It’s been a nightmare of a winter, and many of my friends have fled south to get away. I can’t wait for spring either. But instead of going south, I went east – to Toyota Canada in Scarborough, where I picked up a rambunctious little 2014 Scion FRS.
If anything could put some sizzle in my life, this would be it.
The Scion FRS is the lovechild of Toyota and Subaru – Toyota owns 17% of Fuji Industries, which owns Subaru. Some wags have dubbed this the Toyobaru, since Subaru produced an almost identical sibling, the BRZ. (Would carmakers stop it already with the letters?) The Subaru is available with more options like heated leather seats and push button ignition, and also costs a touch more. I could spend all day going on about the differences – and some people have – but it’s essentially the same car. My basic FRS was just under $30,000.00, all in, which is reasonable for a small sportscar with 200 hp, rear wheel drive, and killer good looks.
Just to see that low-slung rascal with a snub nose, flared fenders and curvaceous butt made me smile. Inside, I was startled to see three pedals against the firewall, and a leather pouch around the shifter. I’d been told I was getting an automatic. But wait – the third pedal was a cleverly disguised footrest, and the shifter only moved vertically. Oh, well. Thoughtfully, someone had applied bright red stitching and trim that matched my hair perfectly.
I stepped in, and tucked myself into a driver’s seat that seemed like it was made for me. Under the sunny blue sky, I turned the key and pulled away, with a luscious snarl from the exhaust. It was the warmest day of the year, and I lowered the windows, letting the air whisper sweet nothings in my ear. So the calendar didn’t say spring. In the cockpit of the FRS, it sure felt like spring. And that’s how I drove. We wove neatly around corners, flew up and down ramps, and snaked through side streets. Scarborough could be this much fun? Who knew?
That was Tuesday. Then, there was Wednesday. Although the weather reports were ominous, I wouldn’t let it snow on my parade. I had a lunch date with my cousin that both of us had been looking forward to. As I swung onto the street, my ride reminded me that it was, in fact, a rear wheel drive sportscar with summer tires and a twitchy back end. Fishtailing down the street, I spotted a “snow” setting below the gearshift. I took a deep breath, pressed the button, and finally got my butt under control.
Thick white flakes were coming down fast, and the wipers were busy. Keeping to main streets and avoiding hills, I finally rolled into my cousin’s driveway. We shared a cup of tea while I bragged about my prowess in the snow. “I’ve driven in stupider weather,” I crowed to her.
Outside, the white stuff had nearly covered the Scion, and I whipped out my snow brush. “See, it’s a small car, so it doesn’t take long to clean,” I said, dusting off the snow. My cousin patiently swept off the windows on her side, and we swung into the car. She noted the family Benz often got stuck in the snow, but I assured her we would not get stuck. I showed her the “snow” button, and she was suitably impressed. I’m sure the family Benz doesn’t have one. Steering along the unplowed road, slowly but surely, we inched our way to Bathurst, where I came to a stop. And tried to move forward. But couldn’t.
I backed up a few inches, went straight, and felt the car surfing along the snow. Was it the three inches of ground clearance that did it? I could move sideways, but not front ways. In fact, I seemed to be moving like a crab. My cousin said, “ Go straight, it always works for the Mercedes.” I tried to go straight, but the back wanted to go to the left. Then the right. And then nowhere.

INSTRUCTIONS TO FOLLOW
In the Scion FRS review, list every movement named in the sentence that begins "We wove neatly around corners."

EXTRACTED INFORMATION

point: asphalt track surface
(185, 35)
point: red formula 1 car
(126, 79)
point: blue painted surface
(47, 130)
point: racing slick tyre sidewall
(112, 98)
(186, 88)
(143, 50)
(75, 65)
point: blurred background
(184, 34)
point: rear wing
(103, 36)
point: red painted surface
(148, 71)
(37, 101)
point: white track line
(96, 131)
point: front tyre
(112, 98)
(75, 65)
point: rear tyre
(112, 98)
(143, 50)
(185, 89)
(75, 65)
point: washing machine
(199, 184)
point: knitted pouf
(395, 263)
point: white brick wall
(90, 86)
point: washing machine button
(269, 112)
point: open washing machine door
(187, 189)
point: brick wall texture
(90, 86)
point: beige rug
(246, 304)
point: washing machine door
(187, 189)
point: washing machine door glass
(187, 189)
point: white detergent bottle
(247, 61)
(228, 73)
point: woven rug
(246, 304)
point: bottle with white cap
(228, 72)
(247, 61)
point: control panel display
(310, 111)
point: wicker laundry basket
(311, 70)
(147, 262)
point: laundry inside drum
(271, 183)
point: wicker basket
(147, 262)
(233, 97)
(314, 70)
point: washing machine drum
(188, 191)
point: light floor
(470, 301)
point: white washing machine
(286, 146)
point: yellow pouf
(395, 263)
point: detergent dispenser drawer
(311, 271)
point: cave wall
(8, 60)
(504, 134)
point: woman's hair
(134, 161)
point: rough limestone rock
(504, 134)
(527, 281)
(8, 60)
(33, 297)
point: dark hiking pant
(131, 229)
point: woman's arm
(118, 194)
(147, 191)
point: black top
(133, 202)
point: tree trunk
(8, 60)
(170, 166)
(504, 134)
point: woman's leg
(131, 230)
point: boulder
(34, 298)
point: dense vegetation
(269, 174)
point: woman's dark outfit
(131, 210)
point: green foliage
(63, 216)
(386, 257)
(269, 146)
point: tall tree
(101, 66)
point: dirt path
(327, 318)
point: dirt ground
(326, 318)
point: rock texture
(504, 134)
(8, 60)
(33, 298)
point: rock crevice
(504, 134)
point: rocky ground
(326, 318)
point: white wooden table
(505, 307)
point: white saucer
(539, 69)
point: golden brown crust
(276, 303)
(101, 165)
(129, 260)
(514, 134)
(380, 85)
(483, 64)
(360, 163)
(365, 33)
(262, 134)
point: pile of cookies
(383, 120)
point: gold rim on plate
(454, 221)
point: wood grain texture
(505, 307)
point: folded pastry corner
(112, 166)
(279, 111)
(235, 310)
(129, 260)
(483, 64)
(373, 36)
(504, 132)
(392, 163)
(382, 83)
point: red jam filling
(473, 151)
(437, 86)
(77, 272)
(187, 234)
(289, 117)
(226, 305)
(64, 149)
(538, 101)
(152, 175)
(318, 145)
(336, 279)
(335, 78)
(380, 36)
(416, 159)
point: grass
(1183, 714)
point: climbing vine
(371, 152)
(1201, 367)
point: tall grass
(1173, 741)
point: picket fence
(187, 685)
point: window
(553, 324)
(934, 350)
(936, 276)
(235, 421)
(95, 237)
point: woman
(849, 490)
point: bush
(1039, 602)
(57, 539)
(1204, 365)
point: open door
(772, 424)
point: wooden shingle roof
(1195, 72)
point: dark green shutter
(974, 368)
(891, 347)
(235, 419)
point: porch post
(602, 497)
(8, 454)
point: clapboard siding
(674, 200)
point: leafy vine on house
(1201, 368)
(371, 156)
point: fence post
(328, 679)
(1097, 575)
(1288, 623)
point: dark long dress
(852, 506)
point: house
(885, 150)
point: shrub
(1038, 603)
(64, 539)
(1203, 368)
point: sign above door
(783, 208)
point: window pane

WORKED SOLUTION
- Wove neatly around corners
- Flew up and down ramps
- Snaked through side streets